• **Short problem**: Write the next part of the biographical text on translator Helen Tracy Lowe-Porter below, continuing from its final sentence.

• **Source document**:
^^^^

Helen Tracy Lowe-Porter (June 15, 1876/1877, Towanda, Pennsylvania – died April 26, 1963, Princeton, New Jersey) was an American translator, best known for her pioneering translations of the works of Thomas Mann.

Helen Tracy Porter was the daughter of Clara (née Holcombe) and Henry Clinton Porter. She was the niece of Charlotte Endymion Porter, editor of Poet Lore, a poetry journal, and an expert on Shakespeare and Elizabeth and Robert Browning. She married the paleographer Elias Avery Lowe in 1911 and took the married name of Lowe-Porter. The couple lived in Oxford; after 1937, their residence was in Princeton, New Jersey. One of their daughters, Frances, was the maternal grandmother of former London mayor and Foreign Secretary Boris Johnson. For more than two decades, Lowe-Porter enjoyed exclusive rights to translate the works of Thomas Mann from German into English. She was granted these rights in 1925 by Alfred A. Knopf.

^^^^

[Coordinate annotation records]
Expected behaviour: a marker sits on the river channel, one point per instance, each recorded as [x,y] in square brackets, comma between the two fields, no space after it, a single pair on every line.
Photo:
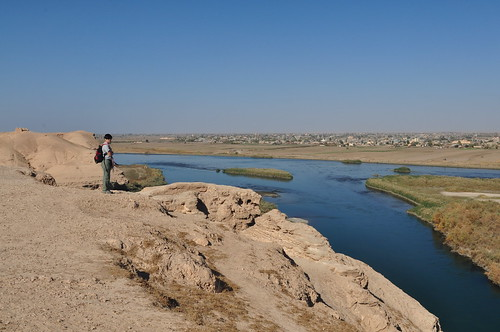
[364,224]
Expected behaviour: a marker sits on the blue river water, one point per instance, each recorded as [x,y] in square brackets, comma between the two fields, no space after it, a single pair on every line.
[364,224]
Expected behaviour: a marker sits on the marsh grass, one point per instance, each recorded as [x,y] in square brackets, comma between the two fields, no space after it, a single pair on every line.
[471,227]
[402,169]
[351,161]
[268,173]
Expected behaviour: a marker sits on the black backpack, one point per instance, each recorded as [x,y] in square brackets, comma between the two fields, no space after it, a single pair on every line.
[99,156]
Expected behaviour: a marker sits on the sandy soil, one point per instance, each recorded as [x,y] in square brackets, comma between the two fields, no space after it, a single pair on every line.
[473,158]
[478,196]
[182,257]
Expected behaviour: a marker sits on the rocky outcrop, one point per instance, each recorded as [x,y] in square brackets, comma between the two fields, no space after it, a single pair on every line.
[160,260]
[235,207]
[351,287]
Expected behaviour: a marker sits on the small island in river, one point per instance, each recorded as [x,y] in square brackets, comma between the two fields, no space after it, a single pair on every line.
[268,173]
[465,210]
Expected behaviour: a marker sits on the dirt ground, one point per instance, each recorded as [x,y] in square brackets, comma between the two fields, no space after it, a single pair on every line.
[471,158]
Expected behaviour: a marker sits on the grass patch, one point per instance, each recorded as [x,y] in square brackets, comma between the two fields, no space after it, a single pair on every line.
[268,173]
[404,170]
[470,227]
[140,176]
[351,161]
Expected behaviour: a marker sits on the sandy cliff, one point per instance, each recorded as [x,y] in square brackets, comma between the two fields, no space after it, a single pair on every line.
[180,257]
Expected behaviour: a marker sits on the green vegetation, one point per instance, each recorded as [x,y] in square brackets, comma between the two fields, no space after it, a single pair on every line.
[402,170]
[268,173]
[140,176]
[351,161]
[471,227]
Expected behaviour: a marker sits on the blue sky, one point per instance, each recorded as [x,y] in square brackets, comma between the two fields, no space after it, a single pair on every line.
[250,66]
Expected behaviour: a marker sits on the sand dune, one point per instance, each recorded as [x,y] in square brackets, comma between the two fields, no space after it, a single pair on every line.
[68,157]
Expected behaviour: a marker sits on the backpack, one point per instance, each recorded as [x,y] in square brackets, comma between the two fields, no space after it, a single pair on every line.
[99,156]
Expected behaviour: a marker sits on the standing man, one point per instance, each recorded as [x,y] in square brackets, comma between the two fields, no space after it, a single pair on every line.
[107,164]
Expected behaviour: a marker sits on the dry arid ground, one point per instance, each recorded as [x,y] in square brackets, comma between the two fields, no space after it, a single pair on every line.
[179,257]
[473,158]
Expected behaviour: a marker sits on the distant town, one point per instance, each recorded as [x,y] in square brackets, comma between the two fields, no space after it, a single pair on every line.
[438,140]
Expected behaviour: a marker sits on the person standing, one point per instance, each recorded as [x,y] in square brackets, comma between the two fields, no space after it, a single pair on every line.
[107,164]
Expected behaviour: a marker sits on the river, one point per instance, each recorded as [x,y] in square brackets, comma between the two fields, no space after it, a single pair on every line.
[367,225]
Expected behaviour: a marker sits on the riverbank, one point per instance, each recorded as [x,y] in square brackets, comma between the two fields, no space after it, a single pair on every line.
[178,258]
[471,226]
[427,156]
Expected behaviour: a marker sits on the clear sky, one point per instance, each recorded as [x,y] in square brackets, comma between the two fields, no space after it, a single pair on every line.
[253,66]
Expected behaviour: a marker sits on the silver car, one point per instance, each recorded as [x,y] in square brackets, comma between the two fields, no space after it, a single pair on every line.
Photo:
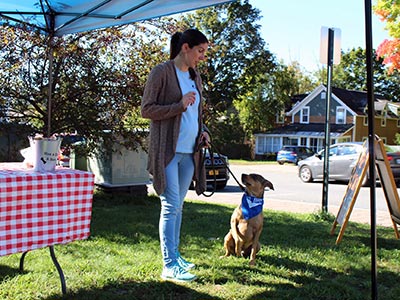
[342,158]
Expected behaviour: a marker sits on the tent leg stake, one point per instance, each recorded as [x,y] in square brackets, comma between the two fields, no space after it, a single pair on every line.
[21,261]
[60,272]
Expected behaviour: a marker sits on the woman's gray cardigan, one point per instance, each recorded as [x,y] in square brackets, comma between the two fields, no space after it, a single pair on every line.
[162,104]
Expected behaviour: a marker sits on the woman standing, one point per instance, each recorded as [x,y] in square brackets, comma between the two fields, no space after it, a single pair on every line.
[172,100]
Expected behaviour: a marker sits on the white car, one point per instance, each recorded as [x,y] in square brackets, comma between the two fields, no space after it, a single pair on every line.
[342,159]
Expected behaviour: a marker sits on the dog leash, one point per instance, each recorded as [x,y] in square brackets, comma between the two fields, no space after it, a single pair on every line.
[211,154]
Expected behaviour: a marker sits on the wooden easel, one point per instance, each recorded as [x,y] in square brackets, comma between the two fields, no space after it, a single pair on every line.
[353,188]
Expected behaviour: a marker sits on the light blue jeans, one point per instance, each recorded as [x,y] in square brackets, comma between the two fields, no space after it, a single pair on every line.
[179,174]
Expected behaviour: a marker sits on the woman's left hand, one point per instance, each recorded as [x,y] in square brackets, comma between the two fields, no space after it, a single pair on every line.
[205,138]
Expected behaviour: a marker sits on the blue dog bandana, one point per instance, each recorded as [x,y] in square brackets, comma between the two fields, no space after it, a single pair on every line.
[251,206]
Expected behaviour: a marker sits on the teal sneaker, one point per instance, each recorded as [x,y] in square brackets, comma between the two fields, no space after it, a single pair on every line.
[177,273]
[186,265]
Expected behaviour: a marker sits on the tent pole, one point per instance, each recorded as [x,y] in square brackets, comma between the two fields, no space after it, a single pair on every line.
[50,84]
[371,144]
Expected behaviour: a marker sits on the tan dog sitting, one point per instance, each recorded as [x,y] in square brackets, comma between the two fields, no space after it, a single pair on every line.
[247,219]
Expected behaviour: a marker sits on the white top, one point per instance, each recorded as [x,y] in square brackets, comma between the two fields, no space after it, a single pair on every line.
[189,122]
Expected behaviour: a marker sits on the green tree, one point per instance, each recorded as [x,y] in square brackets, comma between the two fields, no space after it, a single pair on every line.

^^^^

• **Written answer**:
In her essay "On Translating Thomas Mann", Lowe-Porter said that while it is not so important that the translator be a great scholar of the foreign language, as few literary practitioners are really and truly bilingual, it is very important indeed that he/she be a master of the resources and subtleties of his/her own. She also said, in her note to her translation of Der Zauberberg (The Magic Mountain):

"The violet has to be cast into the crucible....The organic work of art must be remoulded in another tongue....Since in the creative act word and thought are indivisible, the task is one before which artists shrink and logical minds recoil." (Translator's note to The Magic Mountain. New York, Alfred A. Knopf, 1927)

She also wrote an original play, Abdication, which received its first production in Dublin in September 1948.